- STATED GOAL
Please pick out every line of the records that contains the string "blue", and copy each one. Case counts.

(Data entries)
[Begin]

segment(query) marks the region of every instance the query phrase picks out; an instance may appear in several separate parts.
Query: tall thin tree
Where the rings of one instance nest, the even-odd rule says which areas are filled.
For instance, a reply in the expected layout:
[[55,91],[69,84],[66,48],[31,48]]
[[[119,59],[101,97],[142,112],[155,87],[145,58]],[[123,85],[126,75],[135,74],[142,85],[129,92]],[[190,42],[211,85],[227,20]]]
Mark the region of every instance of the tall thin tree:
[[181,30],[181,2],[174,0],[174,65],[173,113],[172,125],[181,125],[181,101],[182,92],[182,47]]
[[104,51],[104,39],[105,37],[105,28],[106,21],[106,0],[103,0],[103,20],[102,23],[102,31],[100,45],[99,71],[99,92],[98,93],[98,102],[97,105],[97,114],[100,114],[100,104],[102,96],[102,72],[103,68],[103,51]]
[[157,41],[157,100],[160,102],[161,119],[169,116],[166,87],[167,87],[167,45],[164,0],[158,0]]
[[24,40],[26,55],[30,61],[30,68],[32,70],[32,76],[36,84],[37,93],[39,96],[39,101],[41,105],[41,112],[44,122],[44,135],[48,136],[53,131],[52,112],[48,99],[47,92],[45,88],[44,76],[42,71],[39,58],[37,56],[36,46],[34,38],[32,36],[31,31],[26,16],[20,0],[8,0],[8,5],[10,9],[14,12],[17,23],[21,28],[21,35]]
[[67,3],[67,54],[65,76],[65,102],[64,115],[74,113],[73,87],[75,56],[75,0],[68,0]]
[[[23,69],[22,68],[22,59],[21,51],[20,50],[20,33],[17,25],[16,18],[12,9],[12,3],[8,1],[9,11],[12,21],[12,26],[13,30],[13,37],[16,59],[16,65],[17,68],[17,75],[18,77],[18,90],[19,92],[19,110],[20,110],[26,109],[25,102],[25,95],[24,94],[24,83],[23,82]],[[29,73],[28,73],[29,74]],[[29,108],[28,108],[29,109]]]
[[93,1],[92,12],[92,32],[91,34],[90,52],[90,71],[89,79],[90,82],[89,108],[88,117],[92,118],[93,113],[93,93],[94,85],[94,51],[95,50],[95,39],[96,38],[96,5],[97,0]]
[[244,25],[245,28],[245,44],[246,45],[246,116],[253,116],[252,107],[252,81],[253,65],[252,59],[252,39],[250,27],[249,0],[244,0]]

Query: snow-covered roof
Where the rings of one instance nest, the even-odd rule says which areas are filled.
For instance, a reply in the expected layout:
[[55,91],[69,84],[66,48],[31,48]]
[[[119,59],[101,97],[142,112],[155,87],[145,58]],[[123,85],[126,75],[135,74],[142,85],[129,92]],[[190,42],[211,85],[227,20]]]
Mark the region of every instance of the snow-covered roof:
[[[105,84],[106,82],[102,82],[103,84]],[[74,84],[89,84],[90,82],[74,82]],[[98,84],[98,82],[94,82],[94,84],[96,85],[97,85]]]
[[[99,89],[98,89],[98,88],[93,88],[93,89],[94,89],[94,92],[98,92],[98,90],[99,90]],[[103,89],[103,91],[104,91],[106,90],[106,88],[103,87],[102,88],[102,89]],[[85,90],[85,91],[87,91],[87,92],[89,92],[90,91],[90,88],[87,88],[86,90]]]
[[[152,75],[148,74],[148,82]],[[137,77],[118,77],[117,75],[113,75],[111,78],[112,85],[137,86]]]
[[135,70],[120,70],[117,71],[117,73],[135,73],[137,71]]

[End]
[Begin]

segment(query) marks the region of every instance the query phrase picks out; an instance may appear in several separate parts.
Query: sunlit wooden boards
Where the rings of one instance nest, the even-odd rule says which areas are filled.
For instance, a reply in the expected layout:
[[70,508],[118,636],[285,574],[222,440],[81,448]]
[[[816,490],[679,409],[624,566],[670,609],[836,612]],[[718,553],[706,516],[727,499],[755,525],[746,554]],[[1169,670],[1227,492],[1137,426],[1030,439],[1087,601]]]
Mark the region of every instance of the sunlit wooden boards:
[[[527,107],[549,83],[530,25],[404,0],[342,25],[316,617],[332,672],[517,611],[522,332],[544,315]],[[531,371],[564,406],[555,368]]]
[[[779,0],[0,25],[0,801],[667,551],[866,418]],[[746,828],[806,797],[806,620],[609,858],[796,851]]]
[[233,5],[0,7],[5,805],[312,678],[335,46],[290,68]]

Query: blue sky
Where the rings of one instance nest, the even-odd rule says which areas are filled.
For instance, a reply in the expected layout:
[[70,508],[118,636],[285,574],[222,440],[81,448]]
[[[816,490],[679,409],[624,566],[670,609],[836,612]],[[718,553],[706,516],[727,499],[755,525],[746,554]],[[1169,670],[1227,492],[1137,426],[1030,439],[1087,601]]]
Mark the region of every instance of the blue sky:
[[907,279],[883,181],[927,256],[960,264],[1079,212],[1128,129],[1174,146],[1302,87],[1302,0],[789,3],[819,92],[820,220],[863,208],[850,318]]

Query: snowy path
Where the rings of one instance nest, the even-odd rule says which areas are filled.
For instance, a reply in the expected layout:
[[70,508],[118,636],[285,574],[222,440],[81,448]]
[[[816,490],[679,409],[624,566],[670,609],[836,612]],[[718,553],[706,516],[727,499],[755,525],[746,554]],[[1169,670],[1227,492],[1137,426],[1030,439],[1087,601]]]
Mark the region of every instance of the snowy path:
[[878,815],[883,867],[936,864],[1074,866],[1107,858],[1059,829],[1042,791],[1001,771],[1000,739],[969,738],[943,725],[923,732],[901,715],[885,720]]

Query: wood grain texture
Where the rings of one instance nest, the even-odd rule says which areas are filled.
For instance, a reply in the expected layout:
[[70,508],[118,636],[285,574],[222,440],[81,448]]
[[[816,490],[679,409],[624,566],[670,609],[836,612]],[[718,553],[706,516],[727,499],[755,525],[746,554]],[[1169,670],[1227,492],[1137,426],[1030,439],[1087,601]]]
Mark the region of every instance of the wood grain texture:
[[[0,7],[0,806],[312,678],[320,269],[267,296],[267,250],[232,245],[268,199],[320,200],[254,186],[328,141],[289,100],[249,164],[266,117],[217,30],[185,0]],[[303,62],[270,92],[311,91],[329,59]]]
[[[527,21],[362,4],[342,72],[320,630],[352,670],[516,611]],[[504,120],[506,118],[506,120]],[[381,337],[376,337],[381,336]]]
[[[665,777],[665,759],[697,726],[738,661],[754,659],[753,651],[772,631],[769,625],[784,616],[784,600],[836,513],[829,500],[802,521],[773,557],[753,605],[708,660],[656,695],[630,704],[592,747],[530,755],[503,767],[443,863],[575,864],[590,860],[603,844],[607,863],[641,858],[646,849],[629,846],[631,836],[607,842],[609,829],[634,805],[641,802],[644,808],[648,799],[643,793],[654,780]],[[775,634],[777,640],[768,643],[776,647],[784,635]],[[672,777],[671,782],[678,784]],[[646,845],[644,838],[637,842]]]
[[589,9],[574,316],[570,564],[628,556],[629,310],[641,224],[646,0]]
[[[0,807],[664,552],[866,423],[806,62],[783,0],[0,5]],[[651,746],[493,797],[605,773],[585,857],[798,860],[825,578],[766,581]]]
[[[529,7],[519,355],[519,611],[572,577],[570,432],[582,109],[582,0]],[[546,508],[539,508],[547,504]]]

[End]
[Begin]

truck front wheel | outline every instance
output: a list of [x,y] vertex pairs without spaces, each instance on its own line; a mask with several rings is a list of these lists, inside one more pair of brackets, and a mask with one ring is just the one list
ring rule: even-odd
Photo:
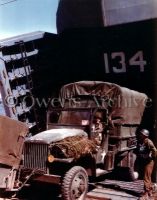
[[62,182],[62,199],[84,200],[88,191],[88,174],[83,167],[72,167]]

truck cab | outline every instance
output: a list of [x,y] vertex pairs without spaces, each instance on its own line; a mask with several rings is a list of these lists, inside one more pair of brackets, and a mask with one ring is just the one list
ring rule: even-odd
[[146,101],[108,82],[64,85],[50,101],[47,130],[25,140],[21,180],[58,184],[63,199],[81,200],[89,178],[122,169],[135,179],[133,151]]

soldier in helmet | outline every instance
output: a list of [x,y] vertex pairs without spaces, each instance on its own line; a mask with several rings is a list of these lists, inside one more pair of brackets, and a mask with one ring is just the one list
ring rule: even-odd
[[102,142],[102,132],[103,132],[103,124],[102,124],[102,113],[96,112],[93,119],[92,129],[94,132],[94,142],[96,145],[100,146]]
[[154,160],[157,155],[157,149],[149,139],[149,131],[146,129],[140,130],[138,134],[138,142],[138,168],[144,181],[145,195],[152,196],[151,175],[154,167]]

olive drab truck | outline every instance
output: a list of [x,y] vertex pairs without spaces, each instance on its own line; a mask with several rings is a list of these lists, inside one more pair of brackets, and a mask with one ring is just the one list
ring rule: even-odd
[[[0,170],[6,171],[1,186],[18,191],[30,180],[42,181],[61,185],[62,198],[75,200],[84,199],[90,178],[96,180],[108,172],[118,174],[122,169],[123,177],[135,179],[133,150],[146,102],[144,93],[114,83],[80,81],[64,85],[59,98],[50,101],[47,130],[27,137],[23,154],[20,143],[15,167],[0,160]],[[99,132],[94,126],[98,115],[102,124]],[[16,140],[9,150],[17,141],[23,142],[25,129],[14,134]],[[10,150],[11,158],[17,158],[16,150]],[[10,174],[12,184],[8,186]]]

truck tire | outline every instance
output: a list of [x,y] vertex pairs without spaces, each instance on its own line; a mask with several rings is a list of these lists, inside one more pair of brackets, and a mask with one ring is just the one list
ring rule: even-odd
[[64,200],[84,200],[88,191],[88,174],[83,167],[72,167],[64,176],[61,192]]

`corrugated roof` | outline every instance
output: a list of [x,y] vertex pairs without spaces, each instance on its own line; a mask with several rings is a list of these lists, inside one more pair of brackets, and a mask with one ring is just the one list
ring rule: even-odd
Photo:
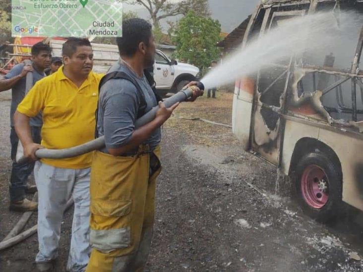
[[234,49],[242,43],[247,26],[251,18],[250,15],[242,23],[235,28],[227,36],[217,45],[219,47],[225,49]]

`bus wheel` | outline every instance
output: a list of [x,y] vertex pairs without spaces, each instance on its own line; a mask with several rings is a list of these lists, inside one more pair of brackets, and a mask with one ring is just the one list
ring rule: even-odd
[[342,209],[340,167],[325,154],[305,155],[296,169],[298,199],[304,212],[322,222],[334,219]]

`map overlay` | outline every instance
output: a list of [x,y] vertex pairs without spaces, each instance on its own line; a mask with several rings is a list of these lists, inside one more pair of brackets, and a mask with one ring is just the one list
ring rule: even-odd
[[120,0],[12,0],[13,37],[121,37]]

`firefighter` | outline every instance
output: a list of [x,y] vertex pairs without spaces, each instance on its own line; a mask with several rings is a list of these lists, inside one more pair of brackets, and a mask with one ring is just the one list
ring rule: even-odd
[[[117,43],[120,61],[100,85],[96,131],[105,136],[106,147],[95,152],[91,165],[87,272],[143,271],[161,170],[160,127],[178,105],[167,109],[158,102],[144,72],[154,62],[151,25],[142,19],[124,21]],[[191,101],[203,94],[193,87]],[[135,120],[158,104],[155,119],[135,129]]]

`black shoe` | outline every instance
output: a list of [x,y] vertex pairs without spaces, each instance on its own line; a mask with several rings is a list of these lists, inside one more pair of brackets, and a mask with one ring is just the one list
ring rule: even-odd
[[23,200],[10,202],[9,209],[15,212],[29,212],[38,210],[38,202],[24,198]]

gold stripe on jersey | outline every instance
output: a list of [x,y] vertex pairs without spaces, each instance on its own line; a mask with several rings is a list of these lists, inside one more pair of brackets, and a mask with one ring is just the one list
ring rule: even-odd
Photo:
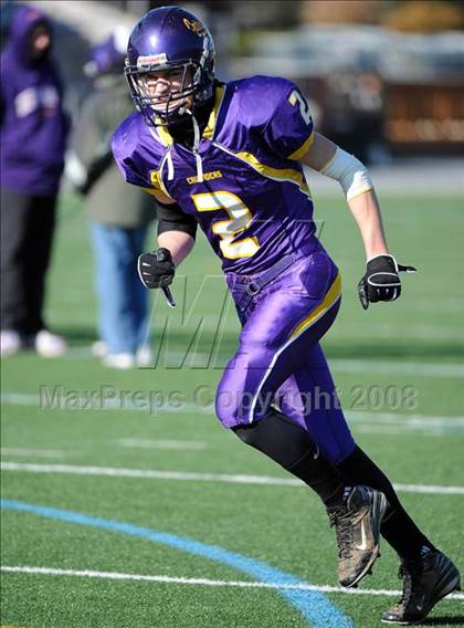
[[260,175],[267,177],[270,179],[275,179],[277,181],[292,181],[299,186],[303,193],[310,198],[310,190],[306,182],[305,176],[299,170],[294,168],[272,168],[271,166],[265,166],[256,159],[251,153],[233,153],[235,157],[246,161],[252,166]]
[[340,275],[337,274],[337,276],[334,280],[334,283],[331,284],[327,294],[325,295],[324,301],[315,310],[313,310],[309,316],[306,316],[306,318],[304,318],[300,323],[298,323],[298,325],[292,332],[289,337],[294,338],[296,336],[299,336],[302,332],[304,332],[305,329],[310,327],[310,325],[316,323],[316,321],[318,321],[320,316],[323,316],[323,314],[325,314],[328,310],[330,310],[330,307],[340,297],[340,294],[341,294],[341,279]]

[End]

- RESULT OF THE EXERCISE
Query: blue sky
Mark the region of every instance of the blue sky:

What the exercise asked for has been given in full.